Start Rows

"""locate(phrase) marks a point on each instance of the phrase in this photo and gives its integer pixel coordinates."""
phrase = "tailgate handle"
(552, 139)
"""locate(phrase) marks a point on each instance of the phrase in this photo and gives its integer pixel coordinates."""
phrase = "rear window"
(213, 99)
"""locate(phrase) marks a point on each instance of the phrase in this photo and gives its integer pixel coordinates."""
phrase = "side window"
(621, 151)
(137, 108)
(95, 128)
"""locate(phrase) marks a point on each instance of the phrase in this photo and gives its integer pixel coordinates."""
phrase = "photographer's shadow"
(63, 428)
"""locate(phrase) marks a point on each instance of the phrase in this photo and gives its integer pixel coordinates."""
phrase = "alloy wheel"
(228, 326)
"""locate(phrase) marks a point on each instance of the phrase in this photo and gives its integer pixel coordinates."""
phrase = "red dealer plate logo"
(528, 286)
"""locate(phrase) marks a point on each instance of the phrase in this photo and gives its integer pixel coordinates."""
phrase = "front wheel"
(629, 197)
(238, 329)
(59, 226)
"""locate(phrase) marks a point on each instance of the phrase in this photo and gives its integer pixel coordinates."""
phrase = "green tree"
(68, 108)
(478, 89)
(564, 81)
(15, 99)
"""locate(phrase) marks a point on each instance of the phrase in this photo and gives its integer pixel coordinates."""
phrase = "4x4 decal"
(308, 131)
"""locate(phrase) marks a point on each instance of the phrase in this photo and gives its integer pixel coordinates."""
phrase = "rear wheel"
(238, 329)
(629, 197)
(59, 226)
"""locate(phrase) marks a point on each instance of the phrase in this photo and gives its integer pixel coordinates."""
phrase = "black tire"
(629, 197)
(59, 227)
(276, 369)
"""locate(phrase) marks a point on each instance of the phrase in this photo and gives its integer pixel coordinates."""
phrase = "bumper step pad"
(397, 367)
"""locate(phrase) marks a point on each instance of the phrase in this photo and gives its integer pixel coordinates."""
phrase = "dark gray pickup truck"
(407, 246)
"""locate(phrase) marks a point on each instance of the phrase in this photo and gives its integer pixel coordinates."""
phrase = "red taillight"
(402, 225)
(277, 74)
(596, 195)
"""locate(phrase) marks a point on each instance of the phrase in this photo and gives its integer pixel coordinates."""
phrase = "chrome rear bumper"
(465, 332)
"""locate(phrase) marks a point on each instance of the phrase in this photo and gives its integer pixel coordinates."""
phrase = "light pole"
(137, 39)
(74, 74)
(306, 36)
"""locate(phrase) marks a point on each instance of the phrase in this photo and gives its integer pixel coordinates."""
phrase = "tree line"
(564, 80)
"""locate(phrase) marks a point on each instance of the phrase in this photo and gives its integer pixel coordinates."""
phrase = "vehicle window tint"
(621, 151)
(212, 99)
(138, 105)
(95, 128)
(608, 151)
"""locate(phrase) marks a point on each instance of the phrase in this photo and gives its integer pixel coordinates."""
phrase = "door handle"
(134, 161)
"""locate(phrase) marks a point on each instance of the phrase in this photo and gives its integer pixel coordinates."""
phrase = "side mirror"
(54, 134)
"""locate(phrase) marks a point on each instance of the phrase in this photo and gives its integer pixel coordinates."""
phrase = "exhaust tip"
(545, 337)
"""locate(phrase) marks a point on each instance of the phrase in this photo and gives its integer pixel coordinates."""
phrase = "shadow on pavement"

End Rows

__Aim of the exercise__. Set down every line of the listing above again, exactly as given.

__The completed task__.
"""locate(phrase) marks a point on each instance of the phrase in this photo and gives its integer pixel coordinates."""
phrase = "tailgate handle"
(552, 139)
"""locate(phrase) marks a point on each instance of the phrase in this photo and gives its integer pixel coordinates."""
phrase = "rear window"
(213, 99)
"""locate(phrase) marks a point on each instance of the phrase in this photo and gives its integer pixel coordinates."""
phrase = "side window"
(621, 151)
(137, 108)
(95, 128)
"""locate(phrase) marks a point on each instance of the phrase in this photo and gives its integer pixel coordinates."""
phrase = "photographer's shadow"
(63, 428)
"""locate(phrase) marks a point on each instance of the phrase in this photo and gives its integer pixel coordinates."""
phrase = "alloy wheel"
(228, 326)
"""locate(phrase) marks a point on each instance of the phrase in this photo and gives its integer pixel coordinates."""
phrase = "red dealer plate logo"
(528, 286)
"""locate(phrase) marks a point on each instance of the phrase in this photo and gives its integer pixel coordinates."""
phrase = "front wheel"
(629, 197)
(238, 329)
(59, 226)
"""locate(phrase) marks a point on each instance of the phrase in this photo and gives its integer pixel coordinates."""
phrase = "green tree"
(68, 108)
(478, 89)
(564, 81)
(15, 99)
"""locate(phrase) marks a point on each instance of the phrase in this photo and gives its integer pixel coordinates."""
phrase = "4x4 decal"
(308, 131)
"""locate(phrase) marks a point on each instance of the phrase in this photo and gives its integer pixel coordinates."""
phrase = "rear wheel"
(238, 329)
(629, 197)
(59, 226)
"""locate(phrase) marks a point on each instance of the phrase in this photo and gives its integer pixel coordinates."""
phrase = "black tire"
(629, 197)
(59, 227)
(276, 369)
"""locate(phrase) marks a point on each instance of the phrase in this photo and gives its integer pixel coordinates."""
phrase = "bumper step pad"
(397, 367)
"""locate(phrase) marks a point on each instance of the phrase in this photo and gives its integer pixel coordinates."""
phrase = "dark gray pickup truck"
(407, 246)
"""locate(phrase) marks a point on each instance of the phrase in this photo and gives its integer pixel coordinates."""
phrase = "red taillight"
(402, 225)
(277, 74)
(596, 195)
"""locate(phrase) marks a point on each instance of the phrase in this photo and gives its integer pixel coordinates."""
phrase = "chrome rear bumper"
(465, 332)
"""locate(phrase) marks a point on each instance of the phrase in this photo and gives its integer pixel coordinates."""
phrase = "light pole"
(137, 39)
(74, 74)
(306, 36)
"""locate(phrase) marks a point on each instance of the phrase in this photo and gives its integer pixel coordinates."""
phrase = "tree line"
(564, 80)
"""locate(phrase) marks a point on each instance of the phrase in this photo and gives its integer pixel coordinates."""
phrase = "vehicle window tint"
(621, 151)
(212, 99)
(138, 105)
(95, 128)
(608, 151)
"""locate(phrase) marks a point on each instance of the phrase in this photo and gives its integer pixel coordinates."""
phrase = "door handle"
(134, 161)
"""locate(phrase) marks a point on each instance of the phrase in this photo and gives its integer pixel coordinates."""
phrase = "side mirror"
(54, 134)
"""locate(phrase) marks a point on each instance of the phrase in this photo and gives its integer pixel coordinates."""
phrase = "exhaust tip"
(545, 337)
"""locate(phrase) marks a point on each instance of the phrase in this photo and gives its integer pixel coordinates."""
phrase = "shadow on pavement"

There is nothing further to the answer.